[Object point labels]
═══

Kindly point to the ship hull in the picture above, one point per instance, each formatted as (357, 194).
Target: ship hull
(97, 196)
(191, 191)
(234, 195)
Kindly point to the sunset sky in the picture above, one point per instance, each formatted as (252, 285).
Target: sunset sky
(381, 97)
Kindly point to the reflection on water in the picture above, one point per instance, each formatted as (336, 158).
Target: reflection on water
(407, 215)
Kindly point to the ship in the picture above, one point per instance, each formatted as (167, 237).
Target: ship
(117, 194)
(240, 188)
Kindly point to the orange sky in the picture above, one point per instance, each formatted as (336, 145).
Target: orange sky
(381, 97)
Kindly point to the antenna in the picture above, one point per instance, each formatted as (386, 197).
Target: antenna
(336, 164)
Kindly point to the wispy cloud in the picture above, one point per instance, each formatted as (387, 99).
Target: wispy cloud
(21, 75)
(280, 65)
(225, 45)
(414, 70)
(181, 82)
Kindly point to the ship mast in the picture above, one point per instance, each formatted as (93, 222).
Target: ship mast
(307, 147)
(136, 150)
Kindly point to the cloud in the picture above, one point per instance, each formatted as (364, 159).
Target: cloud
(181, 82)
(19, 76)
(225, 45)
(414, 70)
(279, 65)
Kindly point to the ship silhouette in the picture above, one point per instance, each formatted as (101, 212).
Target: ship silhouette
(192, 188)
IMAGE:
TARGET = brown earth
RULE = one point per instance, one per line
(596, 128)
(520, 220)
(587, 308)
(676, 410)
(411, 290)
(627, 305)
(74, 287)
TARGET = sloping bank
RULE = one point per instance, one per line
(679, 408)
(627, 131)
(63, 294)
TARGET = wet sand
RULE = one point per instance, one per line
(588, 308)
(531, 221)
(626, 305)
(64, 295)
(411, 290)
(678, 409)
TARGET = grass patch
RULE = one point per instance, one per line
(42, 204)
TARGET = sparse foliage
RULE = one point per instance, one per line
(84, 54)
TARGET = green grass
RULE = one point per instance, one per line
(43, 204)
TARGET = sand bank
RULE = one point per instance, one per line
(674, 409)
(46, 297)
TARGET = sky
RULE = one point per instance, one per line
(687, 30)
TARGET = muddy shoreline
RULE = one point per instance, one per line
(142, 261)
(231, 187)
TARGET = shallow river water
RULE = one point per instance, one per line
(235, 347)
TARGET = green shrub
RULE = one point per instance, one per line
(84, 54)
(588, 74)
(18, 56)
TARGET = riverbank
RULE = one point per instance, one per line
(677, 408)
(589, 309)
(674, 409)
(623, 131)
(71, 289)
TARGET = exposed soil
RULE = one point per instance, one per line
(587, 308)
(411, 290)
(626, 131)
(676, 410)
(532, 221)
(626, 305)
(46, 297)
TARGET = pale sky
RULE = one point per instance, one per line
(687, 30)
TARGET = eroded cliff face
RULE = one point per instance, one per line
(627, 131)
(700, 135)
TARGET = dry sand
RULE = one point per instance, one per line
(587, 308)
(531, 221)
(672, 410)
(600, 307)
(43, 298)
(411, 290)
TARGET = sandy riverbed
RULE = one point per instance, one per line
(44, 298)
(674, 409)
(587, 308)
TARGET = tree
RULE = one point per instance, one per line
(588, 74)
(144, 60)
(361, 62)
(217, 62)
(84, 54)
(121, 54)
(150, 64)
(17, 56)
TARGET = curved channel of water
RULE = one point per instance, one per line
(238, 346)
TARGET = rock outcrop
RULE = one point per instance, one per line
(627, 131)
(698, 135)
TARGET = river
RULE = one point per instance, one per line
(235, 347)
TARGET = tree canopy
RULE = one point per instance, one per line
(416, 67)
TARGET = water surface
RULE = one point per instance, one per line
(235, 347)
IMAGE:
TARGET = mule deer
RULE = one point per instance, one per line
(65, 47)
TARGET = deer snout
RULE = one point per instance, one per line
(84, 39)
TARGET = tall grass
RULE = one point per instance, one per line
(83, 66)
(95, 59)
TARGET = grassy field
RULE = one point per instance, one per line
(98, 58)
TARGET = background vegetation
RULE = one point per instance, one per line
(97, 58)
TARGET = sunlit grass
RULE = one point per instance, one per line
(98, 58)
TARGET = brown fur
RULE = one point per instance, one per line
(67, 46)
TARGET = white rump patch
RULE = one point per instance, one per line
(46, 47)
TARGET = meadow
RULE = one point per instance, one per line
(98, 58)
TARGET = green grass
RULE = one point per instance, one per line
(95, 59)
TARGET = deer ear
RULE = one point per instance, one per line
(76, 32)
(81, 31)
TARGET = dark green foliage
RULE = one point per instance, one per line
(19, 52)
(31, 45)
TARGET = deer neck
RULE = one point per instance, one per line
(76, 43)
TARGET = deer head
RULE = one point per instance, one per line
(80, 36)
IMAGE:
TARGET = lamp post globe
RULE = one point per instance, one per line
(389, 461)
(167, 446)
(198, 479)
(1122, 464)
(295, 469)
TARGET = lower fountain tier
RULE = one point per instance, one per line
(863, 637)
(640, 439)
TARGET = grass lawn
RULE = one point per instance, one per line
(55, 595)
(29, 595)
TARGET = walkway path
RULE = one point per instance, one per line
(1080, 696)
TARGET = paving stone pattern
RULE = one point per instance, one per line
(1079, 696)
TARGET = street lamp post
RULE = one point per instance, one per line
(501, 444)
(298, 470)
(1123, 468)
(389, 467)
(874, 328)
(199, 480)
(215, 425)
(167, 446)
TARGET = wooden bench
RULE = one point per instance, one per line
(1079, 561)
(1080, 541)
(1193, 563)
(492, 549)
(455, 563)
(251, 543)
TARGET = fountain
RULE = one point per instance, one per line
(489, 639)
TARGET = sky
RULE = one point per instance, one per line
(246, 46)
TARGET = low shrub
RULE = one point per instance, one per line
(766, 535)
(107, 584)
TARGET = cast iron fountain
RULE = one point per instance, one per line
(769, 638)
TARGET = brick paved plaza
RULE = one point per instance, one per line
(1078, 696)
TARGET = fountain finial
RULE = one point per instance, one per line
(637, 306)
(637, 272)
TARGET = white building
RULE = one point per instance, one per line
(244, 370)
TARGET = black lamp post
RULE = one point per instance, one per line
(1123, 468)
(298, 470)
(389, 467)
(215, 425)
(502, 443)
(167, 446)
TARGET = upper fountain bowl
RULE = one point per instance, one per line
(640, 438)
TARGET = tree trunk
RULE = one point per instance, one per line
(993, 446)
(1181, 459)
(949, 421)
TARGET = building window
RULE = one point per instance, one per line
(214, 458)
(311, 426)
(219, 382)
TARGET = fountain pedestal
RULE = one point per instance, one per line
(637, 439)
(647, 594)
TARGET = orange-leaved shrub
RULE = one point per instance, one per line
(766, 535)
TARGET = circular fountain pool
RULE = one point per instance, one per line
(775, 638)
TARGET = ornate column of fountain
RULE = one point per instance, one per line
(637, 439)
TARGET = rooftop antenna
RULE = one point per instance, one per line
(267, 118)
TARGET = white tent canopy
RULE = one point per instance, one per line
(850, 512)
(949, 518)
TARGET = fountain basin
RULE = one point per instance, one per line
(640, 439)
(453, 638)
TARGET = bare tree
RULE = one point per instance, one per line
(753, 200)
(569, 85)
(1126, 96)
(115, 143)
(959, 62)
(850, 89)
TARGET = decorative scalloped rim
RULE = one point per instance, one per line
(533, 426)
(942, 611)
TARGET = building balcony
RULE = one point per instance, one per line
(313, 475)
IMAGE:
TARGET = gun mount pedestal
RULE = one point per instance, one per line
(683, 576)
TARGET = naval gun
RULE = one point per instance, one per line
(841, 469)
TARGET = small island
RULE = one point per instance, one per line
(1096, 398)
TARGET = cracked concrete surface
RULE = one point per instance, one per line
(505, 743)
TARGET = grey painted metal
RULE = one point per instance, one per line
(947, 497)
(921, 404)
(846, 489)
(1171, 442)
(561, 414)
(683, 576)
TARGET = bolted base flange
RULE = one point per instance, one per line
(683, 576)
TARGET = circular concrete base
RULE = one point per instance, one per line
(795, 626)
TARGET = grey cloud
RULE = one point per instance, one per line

═══

§ GIVEN REQUEST
Reproduce precisely the span of lines that begins at the line containing "TARGET = brick paved plaza" and ends with the last line of the listing.

§ TASK SOLUTION
TARGET = brick paved plaza
RULE = one point per instance, one per line
(1078, 696)
TARGET = fountain finial
RULE = one point per instance, one per line
(637, 306)
(637, 272)
TARGET = white building
RULE = one point per instance, one per line
(244, 370)
TARGET = black lamp post
RULE = one point per instance, one per line
(1123, 468)
(298, 470)
(389, 467)
(215, 425)
(502, 443)
(167, 446)
TARGET = upper fountain bowl
RULE = one point per instance, one per line
(640, 438)
TARGET = tree trunk
RULE = one point per instance, one per line
(993, 446)
(1181, 459)
(949, 421)
TARGET = building window
RULE = one point per instance, one per line
(214, 458)
(311, 426)
(219, 382)
TARGET = fountain pedestal
RULE = one point per instance, one per line
(637, 439)
(647, 594)
TARGET = orange-leaved shrub
RULE = one point per instance, one per line
(766, 535)
TARGET = circular fountain pool
RULE = one point per instance, one per line
(775, 638)
TARGET = ornate column of fountain
RULE = one point per instance, one per line
(637, 439)
TARGET = rooftop antenna
RULE = one point per instance, one per line
(267, 118)
TARGET = white tent canopy
RULE = one point per instance, one per line
(850, 512)
(949, 518)
TARGET = fountain basin
RULE = one point per instance, one per line
(640, 439)
(453, 638)
TARGET = bare tree
RULE = one point per instance, one per line
(753, 200)
(569, 85)
(1126, 96)
(115, 143)
(959, 62)
(850, 89)
TARGET = decorative scalloped rim
RULE = one point per instance, one per line
(533, 426)
(942, 611)
TARGET = building balcony
RULE = one point per instance, one per line
(313, 475)
IMAGE:
TARGET = gun mount pedestal
RULE = one point per instance, one per line
(683, 576)
TARGET = naval gun
RULE = one point per instance, one per line
(841, 469)
TARGET = small island
RULE = one point per instance, one per line
(1096, 398)
TARGET = cracked concrete surface
RULE = one point per instance, one per line
(505, 743)
TARGET = grey painted metal
RULE = one point per instance, one per line
(947, 497)
(921, 404)
(846, 489)
(1171, 442)
(561, 414)
(683, 576)
TARGET = bolted base flange
RULE = one point per instance, one per line
(683, 576)
TARGET = circular concrete base
RULE = one point per instance, one per line
(795, 626)
TARGET = grey cloud
RULE = one point per instance, one per line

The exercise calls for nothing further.